Stored data:
□ □ □ □ □

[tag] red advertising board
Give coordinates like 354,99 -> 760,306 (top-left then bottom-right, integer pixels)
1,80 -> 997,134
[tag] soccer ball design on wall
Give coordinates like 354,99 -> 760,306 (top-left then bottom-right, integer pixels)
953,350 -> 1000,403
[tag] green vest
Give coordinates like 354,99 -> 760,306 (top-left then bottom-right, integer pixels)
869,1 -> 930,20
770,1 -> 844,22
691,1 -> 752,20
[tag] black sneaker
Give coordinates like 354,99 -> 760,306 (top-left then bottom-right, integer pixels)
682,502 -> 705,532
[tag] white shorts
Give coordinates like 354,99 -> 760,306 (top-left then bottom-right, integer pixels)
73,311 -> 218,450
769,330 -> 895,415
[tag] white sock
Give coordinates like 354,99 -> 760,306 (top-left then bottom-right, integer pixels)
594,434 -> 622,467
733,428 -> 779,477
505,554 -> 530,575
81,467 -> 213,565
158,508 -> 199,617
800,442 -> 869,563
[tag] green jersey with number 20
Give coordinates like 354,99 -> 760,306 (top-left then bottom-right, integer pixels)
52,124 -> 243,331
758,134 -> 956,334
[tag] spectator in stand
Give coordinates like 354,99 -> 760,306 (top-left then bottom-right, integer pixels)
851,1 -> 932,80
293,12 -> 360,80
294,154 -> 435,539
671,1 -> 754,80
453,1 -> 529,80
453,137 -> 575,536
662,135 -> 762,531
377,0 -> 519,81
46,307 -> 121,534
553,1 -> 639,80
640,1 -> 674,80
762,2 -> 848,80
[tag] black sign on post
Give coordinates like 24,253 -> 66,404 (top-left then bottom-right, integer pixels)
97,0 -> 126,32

□ □ □ □ □

* EXERCISE PROMPT *
Set down the entries again exactly as they are.

* OUTPUT OF THE TASK *
[tag] red advertising board
Give coordinates like 354,99 -> 760,306 (top-left then bottom-right, integer pixels)
1,80 -> 997,134
[tag] soccer ball design on wall
Give coordinates like 354,99 -> 760,306 (top-left then bottom-right, integer pixels)
953,350 -> 1000,403
[tag] green vest
Give coordinates like 354,99 -> 760,306 (top-left then bottom-right, integer pixels)
869,1 -> 930,20
770,1 -> 844,22
691,1 -> 752,20
[tag] black sneaker
Give coordinates like 354,99 -> 760,306 (top-left then bottom-right, integer pixels)
682,502 -> 705,532
[tag] white shorts
Give coordinates like 354,99 -> 760,306 (top-left then bottom-right, integer pixels)
73,311 -> 218,450
769,330 -> 895,415
[tag] white sock
Give coordinates like 354,99 -> 760,306 (top-left then bottom-right, integer pixels)
594,434 -> 622,467
733,428 -> 779,477
505,554 -> 530,575
81,467 -> 213,565
158,508 -> 199,617
800,442 -> 869,563
[tag] green jersey with number 20
Give coordinates like 354,99 -> 760,306 (top-left then bottom-right, integer pixels)
52,124 -> 243,331
758,134 -> 956,334
[tag] spectator in stand
Give coordinates like 354,99 -> 760,306 (top-left then bottom-right, integer pixels)
851,1 -> 932,80
293,12 -> 360,80
294,154 -> 435,539
671,1 -> 754,80
453,1 -> 529,80
453,137 -> 575,536
662,135 -> 762,531
377,0 -> 519,81
46,307 -> 121,534
553,1 -> 639,80
640,1 -> 674,80
762,2 -> 848,80
[tag] black sign on post
Give coordinates like 24,253 -> 66,404 (top-left then bottom-right, integer pixels)
97,0 -> 126,32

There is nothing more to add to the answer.